**SET PROBLEM**
Find each line in the listing below that contains the string "cloth", and copy those lines.

Dataset excerpts on pointing to objects
━━━━━━
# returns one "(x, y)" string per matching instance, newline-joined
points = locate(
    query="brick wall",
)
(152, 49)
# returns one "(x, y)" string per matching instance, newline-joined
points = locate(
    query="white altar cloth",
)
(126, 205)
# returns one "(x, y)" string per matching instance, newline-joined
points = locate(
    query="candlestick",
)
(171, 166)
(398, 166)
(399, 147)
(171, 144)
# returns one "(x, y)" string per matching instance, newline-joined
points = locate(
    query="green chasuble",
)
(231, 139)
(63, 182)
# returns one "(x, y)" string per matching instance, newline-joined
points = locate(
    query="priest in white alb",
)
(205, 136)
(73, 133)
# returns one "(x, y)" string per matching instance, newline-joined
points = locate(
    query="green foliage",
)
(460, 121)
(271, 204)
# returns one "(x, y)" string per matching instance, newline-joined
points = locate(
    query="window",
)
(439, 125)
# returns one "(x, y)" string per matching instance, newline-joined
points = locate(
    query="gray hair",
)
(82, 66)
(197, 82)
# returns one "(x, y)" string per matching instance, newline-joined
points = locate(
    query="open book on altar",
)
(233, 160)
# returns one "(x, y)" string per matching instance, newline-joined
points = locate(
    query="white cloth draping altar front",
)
━━━━━━
**WRITTEN RESPONSE**
    query="white altar cloth",
    query="white cloth draping altar front",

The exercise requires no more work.